▸ **GOAL A**
In the text on long-tailed distributions, rewrite the paragraph that begins "As a rule of thumb" as two shorter sentences that keep its main facts.

The long tail is the name for a long-known feature of some statistical distributions. In "long-tailed" distributions a high-frequency or high-amplitude population is followed by a low-frequency or low-amplitude population which gradually "tails off" asymptotically. The events at the far end of the tail have a very low probability of occurrence.
As a rule of thumb, for such population distributions the majority of occurrences are accounted for by the first 20% of items in the distribution. What is unusual about a long-tailed distribution is that the most frequently occurring 20% of items represent less than 50% of occurrences; or in other words, the least frequently occurring 80% of items are more important as a proportion of the total population.
Power law distributions or functions characterize an important number of behaviors from nature and human endeavor. This fact has given rise to a keen scientific and social interest in such distributions, and the relationships that create them. The observation of such a distribution often points to specific kinds of mechanisms, and can often indicate a deep connection with other, seemingly unrelated systems. Examples of behaviors that exhibit long-tailed distribution are the occurrence of certain words in a given language, the income distribution of a business or the intensity of earthquakes.
Chris Anderson's and Clay Shirky's articles highlight special cases in which we are able to modify the underlying relationships and evaluate the impact on the frequency of events. In those cases the infrequent, low-amplitude events – the long tail, represented here by the portion of the curve to the right of the 20th percentile – can become the largest area under the line. This suggests that a variation of one mechanism or relationship can significantly shift the frequency of occurrence of certain events in the distribution. The shift has a crucial effect in probability and in the customer demographics of businesses like mass media and online sellers.

▸ **INPUT MATERIAL**
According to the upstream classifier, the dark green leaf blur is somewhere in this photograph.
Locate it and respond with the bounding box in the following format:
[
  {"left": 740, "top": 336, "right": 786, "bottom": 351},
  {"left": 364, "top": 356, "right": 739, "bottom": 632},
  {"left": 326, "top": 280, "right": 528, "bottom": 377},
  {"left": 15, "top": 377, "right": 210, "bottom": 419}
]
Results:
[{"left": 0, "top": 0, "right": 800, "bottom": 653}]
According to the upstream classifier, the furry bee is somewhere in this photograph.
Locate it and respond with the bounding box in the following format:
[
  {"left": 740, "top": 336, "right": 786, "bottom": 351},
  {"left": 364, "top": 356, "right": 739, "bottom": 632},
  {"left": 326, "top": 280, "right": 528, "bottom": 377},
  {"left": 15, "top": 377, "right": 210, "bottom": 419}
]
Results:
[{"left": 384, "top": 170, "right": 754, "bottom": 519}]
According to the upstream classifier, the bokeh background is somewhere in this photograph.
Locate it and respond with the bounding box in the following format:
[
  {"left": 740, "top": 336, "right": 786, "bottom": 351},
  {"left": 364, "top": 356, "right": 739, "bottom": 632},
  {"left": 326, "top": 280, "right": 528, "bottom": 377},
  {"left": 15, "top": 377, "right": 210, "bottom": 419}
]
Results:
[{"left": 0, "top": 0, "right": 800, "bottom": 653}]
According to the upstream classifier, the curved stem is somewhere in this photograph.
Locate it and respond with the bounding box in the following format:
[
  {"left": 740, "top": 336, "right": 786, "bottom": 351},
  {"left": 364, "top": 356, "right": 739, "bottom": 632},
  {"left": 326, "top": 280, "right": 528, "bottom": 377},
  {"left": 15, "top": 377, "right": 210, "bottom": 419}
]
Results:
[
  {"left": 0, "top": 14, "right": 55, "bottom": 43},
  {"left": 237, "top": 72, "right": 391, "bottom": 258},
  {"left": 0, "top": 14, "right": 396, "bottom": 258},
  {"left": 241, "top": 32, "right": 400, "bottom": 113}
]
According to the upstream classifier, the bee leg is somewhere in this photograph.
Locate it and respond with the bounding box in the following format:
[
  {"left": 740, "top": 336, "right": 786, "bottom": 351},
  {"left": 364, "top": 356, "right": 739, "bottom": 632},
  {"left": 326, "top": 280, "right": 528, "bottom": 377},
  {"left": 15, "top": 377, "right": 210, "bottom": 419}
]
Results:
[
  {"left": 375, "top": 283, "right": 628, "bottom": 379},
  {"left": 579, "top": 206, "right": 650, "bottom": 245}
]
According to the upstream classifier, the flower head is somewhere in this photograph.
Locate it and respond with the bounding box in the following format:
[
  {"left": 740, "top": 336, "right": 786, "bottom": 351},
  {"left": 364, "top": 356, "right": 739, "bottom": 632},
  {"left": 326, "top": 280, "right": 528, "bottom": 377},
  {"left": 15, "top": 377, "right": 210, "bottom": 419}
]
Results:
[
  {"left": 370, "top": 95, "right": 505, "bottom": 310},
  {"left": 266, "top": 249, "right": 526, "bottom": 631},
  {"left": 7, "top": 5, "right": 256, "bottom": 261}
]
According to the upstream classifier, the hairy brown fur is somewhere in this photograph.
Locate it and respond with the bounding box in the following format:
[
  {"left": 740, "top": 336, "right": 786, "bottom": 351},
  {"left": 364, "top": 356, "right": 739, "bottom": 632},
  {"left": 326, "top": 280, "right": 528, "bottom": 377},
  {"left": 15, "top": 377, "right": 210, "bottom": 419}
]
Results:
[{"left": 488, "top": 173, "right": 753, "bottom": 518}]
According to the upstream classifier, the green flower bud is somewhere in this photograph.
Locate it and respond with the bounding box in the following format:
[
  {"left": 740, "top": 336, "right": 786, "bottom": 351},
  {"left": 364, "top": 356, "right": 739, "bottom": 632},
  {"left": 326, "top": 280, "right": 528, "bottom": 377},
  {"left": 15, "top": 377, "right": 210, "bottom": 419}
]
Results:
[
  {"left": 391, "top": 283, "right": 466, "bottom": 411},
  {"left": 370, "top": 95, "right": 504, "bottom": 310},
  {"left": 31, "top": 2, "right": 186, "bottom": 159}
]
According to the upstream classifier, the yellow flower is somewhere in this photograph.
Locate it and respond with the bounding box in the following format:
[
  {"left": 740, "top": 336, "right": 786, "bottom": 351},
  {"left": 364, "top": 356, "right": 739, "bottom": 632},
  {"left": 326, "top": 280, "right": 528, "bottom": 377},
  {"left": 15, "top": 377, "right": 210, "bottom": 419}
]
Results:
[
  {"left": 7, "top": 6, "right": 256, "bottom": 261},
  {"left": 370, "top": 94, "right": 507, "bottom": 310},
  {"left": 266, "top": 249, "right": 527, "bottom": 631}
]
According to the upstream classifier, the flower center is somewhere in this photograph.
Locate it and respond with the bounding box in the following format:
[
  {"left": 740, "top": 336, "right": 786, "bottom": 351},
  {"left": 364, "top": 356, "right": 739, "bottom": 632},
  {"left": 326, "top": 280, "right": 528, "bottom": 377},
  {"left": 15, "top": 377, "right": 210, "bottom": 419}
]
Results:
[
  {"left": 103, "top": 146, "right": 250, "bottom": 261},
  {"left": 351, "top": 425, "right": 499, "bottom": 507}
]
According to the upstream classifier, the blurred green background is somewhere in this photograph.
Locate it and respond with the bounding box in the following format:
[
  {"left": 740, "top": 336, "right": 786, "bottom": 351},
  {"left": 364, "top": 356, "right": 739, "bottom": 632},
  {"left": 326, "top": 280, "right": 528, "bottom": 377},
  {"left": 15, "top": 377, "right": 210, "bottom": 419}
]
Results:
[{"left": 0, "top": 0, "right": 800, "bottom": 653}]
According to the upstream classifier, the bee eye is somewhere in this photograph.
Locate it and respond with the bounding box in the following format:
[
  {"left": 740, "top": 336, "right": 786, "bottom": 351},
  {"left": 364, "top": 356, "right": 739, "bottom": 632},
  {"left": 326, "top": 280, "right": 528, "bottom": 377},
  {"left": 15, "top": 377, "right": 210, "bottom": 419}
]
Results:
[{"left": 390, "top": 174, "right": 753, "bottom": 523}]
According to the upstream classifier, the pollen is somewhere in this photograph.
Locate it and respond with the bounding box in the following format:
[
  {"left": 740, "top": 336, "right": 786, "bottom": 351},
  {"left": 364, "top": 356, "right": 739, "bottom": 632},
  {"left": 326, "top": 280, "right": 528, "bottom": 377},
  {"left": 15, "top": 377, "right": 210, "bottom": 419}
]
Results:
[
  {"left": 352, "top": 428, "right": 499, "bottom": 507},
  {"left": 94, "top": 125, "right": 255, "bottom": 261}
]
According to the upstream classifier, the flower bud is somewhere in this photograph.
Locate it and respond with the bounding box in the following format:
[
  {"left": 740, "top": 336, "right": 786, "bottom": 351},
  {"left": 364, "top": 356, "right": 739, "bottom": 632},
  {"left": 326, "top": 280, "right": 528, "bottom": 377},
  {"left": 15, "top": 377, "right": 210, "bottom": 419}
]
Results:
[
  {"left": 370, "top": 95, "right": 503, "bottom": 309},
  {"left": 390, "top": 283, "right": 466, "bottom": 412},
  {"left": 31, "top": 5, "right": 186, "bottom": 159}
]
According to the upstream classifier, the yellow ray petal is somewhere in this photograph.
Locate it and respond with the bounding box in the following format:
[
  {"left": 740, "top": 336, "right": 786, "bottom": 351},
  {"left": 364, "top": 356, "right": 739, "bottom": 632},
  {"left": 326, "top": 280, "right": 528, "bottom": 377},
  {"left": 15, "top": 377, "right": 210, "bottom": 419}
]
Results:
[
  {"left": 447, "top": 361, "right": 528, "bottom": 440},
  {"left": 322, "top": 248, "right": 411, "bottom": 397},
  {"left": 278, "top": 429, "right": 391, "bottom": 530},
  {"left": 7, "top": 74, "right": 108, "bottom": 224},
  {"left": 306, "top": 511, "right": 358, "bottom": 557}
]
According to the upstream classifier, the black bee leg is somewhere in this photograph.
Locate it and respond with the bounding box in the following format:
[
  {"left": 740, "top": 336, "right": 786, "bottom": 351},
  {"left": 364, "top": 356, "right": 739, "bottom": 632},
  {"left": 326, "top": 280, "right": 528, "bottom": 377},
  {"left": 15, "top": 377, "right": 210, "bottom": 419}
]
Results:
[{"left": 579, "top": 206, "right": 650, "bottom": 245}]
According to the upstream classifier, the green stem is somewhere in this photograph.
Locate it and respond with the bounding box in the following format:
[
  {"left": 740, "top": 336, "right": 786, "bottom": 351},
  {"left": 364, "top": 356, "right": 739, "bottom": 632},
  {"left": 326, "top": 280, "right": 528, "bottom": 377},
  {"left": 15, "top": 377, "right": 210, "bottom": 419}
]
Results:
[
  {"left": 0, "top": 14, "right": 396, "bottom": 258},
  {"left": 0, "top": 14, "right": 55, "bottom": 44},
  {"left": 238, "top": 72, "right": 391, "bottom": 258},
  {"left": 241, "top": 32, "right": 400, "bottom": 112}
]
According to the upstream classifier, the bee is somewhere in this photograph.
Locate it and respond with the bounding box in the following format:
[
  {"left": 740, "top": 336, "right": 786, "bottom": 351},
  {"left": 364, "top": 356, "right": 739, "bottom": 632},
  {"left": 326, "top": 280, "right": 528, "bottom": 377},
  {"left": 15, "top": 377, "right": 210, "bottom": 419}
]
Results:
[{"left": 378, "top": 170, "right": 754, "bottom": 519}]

▸ **GOAL B**
Pull out every line of the entries above that contains the word "yellow". Case counts.

▸ **CORRECT ANSWER A**
Usually, the first 20% of items in such distributions account for most occurrences. In a long-tailed distribution, the most frequent 20% account for less than 50% of occurrences, so the least frequent 80% make up the larger share of the total.

▸ **CORRECT ANSWER B**
According to the upstream classifier, the yellow flower is somewhere in this photograph.
According to the upstream classifier, the yellow ray petal is somewhere in this photograph.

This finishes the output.